▶ Problem description:
Write out each line of the records below word for word, omitting the pictures.

▶ Input records:
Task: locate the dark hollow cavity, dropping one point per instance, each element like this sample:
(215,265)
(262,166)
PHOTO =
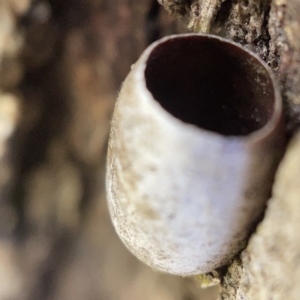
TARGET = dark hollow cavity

▶ Result of this task:
Task: locate the dark hollow cavity, dropping one point per instance, each element like this sample:
(215,265)
(262,166)
PHOTO =
TARGET = dark hollow cavity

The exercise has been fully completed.